Source excerpt
For many organizations, cybersecurity can be one of those important topics that unfortunately gets lost in other company priorities. As the explosion of apps, IoT and mobile users bring about countless possibilities for a cyber-attack, today’s savvy organizations understand that a breach is more of a ‘when’ than an ‘if’.
So in this post, we unravel your critical cybersecurity questions.
What is Cybersecurity?
Look online and you’ll find many different ways to describe cybersecurity. It’s relatively all-encompassing, but the main objective is the protection of data. At the heart of the matter is people, process and technology.
The most important thing to know is what security professionals learn on the road to professional certification: cybersecurity is all about protecting the confidentiality, integrity, and availability of information. These three core elements represent the C-I-A triad (not to be confused with the other CIA).
Cybersecurity ensures that data is only seen by who it’s meant for (confidentiality), that it is not modified or deleted by an unauthorized third party (integrity), and it is accessible to anyone who needs it (availability).
As most of our data is connected to the Internet in some way, the definition of cybersecurity has evolved from the information security designation to include defending data and other devices against hackers, or what professionals call bad actors (not to be confused with an unconvincing thespian).
Why Is Cybersecurity Important?
With more data and devices connected to the Internet than ever before, the importance of cybersecurity for any business is escalating. Whether we like it or not, security needs to be top of mind for everyone in your company from the top down. All employees, especially at the executive level, must be aware of what threats exist and how to properly mitigate risk.
Cybersecurity is all about managing risks such as regulatory risks, reputation risks, and financial risks. By managing risks properly, we can build and maintain trust with stakeholders — such as authorities, customers, shareholders, and management — by ensuring that data is protected.
Perhaps the most powerful reason why cybersecurity is important boils down to the human element. After learning about the CIA triad, security professionals quickly learn that humans are the weakest link in the cybersecurity chain.
Especially in today’s constantly connected world, we are making split-second decisions on our devices — both at home and at work — all the time. Hackers and bad actors know this and rely on us to make decisions to either click on something we shouldn’t or divulge privileged information.
We have so much to do in our workday and multi-task by carrying out tasks on countless apps, websites, services, and devices. Unfortunately, cybersecurity is the last thing on our minds as we make our day-to-day and minute-to-minute decisions. When security mechanisms get in the way, too many of us neglect it.
Far too many companies have suffered serious damage due to a data breach; the most recent example being the Marriott attack, in which data belonging to 500 million customers was stolen.
There has never been a greater need for a security-first mindset across your business or enterprise. Our data, our information and our assets are vulnerable and need to be protected with robust security controls, standards, and strategies. However possible, promoting security awareness in your organization is essential.
Types of Cybersecurity
As we touched on earlier, cybersecurity is wide-ranging in scope. To help break things down, there are four essential elements of cybersecurity you need to be aware of.
This is probably the most specific type of cybersecurity and primarily covers software. Application security is the control activity used to ensure software applications are protected at all stages of their lifecycle – design, development, deployment, maintenance, upgrade, and retirement.

Task list
- a) Answer these questions using the cybersecurity article:
(i) What three things does the C-I-A triad stand for?
(ii) How many customers had their data stolen in the Marriott attack?
(iii) What do security professionals call hackers?
- b) Go on with the cybersecurity article, starting after its final sentence about application security.
The listing comes from a separate source and is unrelated to the cybersecurity article.

Rows from a pointing dataset:
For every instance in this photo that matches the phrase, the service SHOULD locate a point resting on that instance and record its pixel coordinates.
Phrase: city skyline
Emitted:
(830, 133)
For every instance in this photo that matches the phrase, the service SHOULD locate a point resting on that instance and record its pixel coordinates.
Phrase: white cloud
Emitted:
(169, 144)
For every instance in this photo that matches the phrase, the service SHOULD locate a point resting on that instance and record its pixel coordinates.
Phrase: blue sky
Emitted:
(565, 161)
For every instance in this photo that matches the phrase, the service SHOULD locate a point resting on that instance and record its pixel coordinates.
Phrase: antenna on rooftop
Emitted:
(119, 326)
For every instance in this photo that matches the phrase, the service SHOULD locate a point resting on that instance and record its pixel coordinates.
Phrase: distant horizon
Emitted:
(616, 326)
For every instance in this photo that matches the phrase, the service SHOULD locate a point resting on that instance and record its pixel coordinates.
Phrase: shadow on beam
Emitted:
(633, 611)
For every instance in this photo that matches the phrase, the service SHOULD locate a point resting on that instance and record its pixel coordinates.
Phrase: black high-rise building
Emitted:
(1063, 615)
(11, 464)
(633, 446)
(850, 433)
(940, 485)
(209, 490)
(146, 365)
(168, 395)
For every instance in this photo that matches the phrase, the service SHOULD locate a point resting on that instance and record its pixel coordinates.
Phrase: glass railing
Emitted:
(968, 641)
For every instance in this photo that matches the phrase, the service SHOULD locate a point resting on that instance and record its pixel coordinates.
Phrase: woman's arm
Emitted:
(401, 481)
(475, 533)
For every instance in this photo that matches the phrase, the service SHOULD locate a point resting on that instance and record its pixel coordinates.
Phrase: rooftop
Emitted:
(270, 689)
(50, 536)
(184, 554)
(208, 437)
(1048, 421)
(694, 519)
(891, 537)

The replies
- a)
(i) Confidentiality, integrity, and availability.
(ii) 500 million.
(iii) Bad actors.

- b)
An example of this would be when you add functionality to your software that would prevent threats, attacks, and breaches.
Mobile application security is also included in this definition.
Branching out a little further, we have network security, which covers access and rights to your network and its resources. Network security is there to protect any internal network infrastructure.
Logins, passwords, access rights, VPNs, and firewalls are all examples of what is used to protect the network.
Perhaps one of the most crucial defense mechanisms for network security is endpoint security, a strategy to protect the connection between remote devices like laptops, tablets, smartphones and wireless devices and your corporate network. Evolving technologies and remote work make endpoint security more important than ever before. Your endpoint security strategy addresses how these devices meet your company’s security standards.
Once we’ve expanded into the cloud, we’re now covering security that protects data and resources that reside on the Internet (hopefully protected in some way). Cloud providers are continually creating and implementing new security tools to help enterprise users better secure their data.
However, it must be noted that Cloud security represents a shared responsibility between your company and the Cloud provider. In other words, the relationship needs to be managed.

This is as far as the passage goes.